• [Source data]

========================================================================

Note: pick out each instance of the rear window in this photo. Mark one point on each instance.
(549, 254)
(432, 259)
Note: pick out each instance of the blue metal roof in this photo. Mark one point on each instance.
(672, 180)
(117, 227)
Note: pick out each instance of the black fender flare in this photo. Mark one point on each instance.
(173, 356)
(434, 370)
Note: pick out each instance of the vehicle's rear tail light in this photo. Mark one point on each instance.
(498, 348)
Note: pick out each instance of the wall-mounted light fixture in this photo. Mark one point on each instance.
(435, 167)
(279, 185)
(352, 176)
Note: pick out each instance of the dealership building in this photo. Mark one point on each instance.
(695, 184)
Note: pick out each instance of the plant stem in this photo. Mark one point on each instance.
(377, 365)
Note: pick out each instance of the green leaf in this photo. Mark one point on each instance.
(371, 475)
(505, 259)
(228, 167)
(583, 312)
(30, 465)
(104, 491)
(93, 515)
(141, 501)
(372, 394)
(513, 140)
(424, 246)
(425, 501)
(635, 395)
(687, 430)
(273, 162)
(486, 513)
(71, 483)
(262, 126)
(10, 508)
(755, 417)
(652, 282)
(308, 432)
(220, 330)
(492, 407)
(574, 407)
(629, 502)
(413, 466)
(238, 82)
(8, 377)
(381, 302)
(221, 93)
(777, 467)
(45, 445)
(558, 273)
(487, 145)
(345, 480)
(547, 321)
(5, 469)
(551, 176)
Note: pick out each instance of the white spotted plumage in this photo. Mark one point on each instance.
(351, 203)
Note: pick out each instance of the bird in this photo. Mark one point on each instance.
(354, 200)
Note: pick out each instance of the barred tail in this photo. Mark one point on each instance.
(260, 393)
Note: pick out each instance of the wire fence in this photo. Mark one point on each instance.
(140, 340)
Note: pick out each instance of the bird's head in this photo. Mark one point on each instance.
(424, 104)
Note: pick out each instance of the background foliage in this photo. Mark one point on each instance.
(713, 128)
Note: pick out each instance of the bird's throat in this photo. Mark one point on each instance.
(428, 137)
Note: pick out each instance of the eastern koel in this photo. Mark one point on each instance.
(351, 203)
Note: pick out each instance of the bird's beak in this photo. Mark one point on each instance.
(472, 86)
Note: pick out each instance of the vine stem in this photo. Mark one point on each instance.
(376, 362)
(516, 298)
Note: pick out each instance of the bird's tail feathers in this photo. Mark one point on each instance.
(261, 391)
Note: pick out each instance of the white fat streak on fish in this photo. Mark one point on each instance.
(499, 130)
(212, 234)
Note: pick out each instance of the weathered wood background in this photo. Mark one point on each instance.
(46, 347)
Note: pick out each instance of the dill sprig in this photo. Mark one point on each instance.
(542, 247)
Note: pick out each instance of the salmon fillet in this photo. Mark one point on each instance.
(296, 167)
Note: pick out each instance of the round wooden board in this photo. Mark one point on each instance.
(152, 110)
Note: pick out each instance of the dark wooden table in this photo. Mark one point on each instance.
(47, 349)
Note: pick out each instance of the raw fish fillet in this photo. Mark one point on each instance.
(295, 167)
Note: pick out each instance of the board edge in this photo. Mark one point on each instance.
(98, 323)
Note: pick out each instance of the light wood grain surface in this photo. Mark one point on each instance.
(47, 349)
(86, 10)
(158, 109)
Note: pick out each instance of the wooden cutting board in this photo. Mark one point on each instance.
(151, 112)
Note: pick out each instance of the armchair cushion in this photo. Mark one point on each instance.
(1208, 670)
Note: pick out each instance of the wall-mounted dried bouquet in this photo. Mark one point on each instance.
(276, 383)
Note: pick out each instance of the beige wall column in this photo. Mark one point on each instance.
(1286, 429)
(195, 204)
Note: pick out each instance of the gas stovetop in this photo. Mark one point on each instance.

========================================================================

• [Exercise] Extract every line from the one with "Note: pick out each instance of the wall-mounted dried" down to the final line above, both included, exactly as written.

• [Answer for this exercise]
Note: pick out each instance of the wall-mounted dried bouquet in this photo. Mark one point on each instance.
(276, 383)
Note: pick out each instance of the beige wall column in this photo. Mark one point on each instance.
(1286, 429)
(195, 204)
Note: pick out each instance of the gas stovetop in this photo. Mark one point on each instance.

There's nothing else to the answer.